* _Provided text_:
One of my strongest Thanksgiving food memories is a thing I’ve never had on that day — sheet cake.

As mess officer for the Fighting 802d Engineer Battalion, I was responsible for filling the holiday larder. In the absence of a Wegman’s or Safeway just down the road in Pyongtaek, Korea, the best I could provide our brave men was frozen turkey slices that had thawed at least a couple of times on the boat over from the States. Fortunately, our collective digestive tract was hardened by eating kimchi and drinking water drawn from wells beneath rice fields fertilized with human waste.

The meal included instant mashed potatoes and canned succotash. Dessert was Neapolitan ice cream slices that had definitely thawed a few times. Vanilla/chocolate/strawberry became a mess that resembled bloody diarrhea.

“You never ask your men to do anything that you wouldn’t do”. I dug right in to that meal all the while dreaming of Mom’s rutabaga.

* _Records_:
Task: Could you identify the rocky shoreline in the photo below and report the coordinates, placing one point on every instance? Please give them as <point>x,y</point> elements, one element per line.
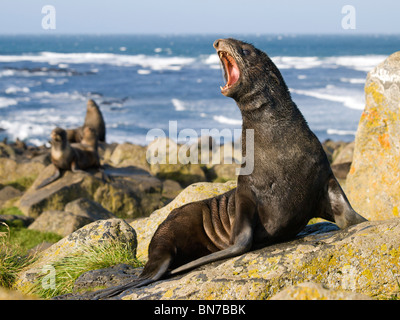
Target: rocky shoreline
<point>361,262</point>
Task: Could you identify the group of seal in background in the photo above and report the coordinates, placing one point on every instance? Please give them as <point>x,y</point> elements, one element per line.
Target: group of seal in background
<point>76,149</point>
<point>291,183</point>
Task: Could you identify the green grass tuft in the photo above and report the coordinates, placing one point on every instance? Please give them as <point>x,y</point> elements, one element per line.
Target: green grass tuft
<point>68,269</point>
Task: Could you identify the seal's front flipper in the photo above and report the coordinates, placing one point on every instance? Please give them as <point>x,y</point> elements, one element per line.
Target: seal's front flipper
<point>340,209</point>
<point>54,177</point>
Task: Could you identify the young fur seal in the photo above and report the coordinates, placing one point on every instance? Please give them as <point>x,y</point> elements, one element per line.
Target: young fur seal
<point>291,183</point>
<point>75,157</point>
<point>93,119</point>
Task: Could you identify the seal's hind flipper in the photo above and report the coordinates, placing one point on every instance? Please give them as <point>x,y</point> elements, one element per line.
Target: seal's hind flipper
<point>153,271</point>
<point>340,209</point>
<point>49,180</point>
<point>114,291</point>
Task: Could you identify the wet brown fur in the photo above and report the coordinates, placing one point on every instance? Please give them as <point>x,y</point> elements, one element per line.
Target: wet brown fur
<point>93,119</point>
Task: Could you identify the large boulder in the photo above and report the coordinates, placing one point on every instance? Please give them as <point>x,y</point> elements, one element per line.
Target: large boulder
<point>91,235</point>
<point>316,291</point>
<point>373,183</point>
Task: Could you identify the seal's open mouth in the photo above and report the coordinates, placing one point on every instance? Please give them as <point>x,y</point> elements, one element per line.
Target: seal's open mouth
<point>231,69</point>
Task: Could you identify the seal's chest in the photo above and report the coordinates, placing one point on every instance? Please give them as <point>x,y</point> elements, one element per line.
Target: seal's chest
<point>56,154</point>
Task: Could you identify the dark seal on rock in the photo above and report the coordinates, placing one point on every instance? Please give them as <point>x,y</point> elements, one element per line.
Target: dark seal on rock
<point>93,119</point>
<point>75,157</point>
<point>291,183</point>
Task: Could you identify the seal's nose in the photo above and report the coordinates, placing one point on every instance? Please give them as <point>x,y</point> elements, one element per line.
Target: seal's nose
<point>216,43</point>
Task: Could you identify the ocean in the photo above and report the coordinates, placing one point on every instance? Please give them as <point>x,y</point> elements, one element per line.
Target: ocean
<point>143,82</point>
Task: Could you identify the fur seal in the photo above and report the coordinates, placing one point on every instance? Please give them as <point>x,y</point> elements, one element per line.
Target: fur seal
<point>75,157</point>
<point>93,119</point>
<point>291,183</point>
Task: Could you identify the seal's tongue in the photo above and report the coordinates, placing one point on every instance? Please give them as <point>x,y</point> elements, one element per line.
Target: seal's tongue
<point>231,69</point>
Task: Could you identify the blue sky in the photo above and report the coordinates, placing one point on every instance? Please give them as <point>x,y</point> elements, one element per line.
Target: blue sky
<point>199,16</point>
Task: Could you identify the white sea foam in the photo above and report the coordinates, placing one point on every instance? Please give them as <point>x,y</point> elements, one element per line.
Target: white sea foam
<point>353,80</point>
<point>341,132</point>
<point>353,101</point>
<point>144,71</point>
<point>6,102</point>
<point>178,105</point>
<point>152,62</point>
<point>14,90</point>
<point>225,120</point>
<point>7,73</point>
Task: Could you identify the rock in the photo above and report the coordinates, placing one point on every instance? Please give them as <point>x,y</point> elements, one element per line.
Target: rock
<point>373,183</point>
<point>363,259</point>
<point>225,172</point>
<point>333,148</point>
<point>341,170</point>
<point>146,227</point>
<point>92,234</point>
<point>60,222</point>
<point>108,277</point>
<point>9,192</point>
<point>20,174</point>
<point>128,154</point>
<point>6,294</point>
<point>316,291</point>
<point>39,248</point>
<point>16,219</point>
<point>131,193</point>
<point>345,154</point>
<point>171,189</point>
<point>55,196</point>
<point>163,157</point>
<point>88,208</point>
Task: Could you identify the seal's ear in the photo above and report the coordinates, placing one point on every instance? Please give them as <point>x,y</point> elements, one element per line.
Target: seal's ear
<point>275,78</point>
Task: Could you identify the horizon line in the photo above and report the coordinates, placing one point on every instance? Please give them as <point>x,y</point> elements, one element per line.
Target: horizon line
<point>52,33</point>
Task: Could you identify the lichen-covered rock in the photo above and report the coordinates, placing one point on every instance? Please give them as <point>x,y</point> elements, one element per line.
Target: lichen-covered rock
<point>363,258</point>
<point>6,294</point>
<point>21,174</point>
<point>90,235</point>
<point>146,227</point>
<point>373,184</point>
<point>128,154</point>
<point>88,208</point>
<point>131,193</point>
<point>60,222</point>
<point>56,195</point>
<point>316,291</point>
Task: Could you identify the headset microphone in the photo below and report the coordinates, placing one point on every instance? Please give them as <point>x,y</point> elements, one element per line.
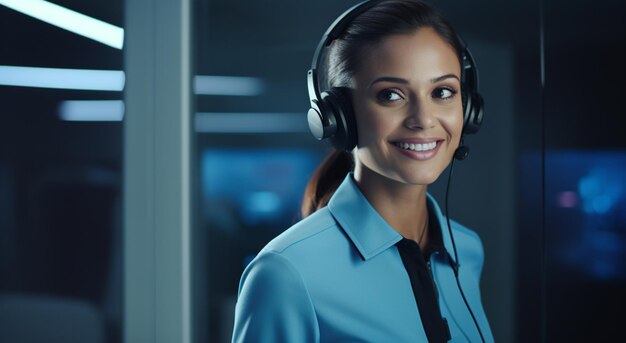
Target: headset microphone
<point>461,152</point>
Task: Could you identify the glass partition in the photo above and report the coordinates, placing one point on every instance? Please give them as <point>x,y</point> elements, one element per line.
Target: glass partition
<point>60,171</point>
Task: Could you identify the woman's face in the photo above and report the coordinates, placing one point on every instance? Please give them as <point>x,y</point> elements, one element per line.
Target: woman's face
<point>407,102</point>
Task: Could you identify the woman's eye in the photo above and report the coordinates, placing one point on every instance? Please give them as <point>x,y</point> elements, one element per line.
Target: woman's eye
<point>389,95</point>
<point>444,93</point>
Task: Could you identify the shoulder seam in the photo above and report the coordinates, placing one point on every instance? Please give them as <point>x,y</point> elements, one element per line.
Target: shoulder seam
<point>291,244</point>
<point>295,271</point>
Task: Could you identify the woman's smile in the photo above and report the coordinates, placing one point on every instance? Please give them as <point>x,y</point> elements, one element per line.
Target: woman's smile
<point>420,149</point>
...
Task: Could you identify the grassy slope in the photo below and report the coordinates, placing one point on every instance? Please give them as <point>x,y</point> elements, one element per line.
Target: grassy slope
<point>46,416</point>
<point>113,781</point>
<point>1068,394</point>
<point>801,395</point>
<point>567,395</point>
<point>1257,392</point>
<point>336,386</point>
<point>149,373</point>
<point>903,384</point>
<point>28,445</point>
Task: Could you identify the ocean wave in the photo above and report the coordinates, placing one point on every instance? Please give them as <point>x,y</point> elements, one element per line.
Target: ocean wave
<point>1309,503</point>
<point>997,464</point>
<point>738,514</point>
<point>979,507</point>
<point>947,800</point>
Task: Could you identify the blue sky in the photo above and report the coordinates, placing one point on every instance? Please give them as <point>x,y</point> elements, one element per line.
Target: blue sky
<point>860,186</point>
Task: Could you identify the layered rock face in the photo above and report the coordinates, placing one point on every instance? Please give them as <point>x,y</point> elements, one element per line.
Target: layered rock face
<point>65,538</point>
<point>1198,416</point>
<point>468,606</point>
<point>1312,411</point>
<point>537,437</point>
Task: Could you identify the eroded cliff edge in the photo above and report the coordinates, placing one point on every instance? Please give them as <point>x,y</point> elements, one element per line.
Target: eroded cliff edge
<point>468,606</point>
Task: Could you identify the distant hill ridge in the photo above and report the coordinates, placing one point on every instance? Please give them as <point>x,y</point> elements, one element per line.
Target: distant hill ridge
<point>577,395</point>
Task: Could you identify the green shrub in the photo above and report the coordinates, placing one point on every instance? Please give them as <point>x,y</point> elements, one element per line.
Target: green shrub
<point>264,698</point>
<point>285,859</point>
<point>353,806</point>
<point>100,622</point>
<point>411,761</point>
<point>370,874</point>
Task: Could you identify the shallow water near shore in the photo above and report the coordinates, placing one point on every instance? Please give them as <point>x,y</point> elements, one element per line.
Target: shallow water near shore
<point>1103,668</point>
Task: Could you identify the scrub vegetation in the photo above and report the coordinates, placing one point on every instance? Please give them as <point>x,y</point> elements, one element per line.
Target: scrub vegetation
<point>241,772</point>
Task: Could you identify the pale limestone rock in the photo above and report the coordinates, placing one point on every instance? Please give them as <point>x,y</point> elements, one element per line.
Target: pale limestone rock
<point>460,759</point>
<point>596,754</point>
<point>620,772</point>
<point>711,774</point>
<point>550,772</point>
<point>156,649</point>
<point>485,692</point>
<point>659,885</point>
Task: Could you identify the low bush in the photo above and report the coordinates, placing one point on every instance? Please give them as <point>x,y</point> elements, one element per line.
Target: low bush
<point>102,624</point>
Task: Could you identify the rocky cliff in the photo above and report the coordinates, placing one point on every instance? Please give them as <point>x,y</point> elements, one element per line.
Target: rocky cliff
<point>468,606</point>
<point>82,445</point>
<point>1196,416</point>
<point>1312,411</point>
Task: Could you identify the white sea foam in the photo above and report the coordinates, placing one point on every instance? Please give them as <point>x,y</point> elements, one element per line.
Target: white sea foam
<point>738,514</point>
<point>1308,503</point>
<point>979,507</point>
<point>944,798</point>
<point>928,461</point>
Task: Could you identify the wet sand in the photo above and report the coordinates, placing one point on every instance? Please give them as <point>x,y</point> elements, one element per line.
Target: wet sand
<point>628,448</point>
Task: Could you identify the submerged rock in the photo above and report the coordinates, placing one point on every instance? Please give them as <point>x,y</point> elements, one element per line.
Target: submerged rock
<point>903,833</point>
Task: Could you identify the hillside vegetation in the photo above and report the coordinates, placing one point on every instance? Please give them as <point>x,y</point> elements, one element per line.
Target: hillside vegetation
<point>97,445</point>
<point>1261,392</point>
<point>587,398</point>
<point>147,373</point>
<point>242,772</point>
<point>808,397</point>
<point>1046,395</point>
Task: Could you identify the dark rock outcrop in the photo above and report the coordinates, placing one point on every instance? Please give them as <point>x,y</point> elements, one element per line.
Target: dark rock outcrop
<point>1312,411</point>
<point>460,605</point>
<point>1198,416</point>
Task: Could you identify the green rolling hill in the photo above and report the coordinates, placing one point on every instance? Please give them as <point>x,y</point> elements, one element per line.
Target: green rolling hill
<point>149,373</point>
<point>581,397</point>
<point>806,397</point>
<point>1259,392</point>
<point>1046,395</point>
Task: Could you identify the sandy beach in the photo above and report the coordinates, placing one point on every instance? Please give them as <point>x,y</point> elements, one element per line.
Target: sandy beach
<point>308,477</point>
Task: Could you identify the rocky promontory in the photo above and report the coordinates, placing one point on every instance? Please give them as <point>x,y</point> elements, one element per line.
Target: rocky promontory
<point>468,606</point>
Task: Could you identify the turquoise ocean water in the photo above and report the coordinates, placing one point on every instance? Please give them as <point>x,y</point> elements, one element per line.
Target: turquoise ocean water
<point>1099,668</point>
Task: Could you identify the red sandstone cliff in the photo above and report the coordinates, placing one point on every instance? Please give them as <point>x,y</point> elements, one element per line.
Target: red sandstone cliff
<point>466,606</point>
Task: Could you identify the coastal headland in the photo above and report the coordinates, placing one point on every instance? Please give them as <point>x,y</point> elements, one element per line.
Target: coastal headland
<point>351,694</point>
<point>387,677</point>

* _Exercises to complete_:
A: From the Thanksgiving memoir, return the passage from "The meal included" to "resembled bloody diarrhea." verbatim.
B: According to the Thanksgiving memoir, what was served as dessert at the holiday meal?
C: Name every food that the Thanksgiving memoir says was served at the holiday meal for the battalion.

* _Written answers_:
A:
The meal included instant mashed potatoes and canned succotash. Dessert was Neapolitan ice cream slices that had definitely thawed a few times. Vanilla/chocolate/strawberry became a mess that resembled bloody diarrhea.

B: Neapolitan ice cream slices.

C:
- Frozen turkey slices
- Instant mashed potatoes
- Canned succotash
- Neapolitan ice cream slices